**WHAT YOU SHOULD DO**
According to the text about the Don Felder album, what instrument appears on the front cover?

**SELECTED TEXT**
* * *
Studio album by Don Felder
- Released: April 5, 2019
- Studio: EastWest Studios (Hollywood, California) The Village Recorder (Los Angeles, California); The Seance Room (Sherman Oaks, California); Top Ten Studios (Glenolden, Pennsylvania);
- Length: 43:14
- Label: BMG Rights Management
- Producer: Don Felder

Don Felder chronology
| Road to Forever (2012) | American Rock 'n' Roll (2019) | The Vault – Fifty Years of Music (2025) |

= American Rock 'n' Roll =

American Rock 'n' Roll is the third solo studio album by American musician Don Felder, best known as a longtime member of Eagles. It was released April 5, 2019 through BMG Rights Management.

The front cover features a Gibson EDS-1275 double-neck guitar.

The album features many musicians such as Slash, Joe Satriani, Mick Fleetwood, Sammy Hagar, and Chad Smith.
* * *
**DATA**

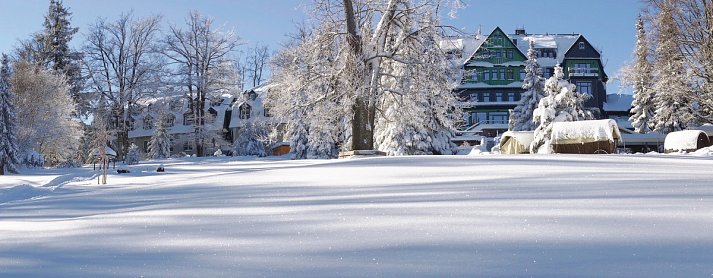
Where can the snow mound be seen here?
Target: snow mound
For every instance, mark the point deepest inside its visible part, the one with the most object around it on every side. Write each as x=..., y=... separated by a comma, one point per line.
* * *
**EXERCISE RESULT**
A Gibson EDS-1275 double-neck guitar.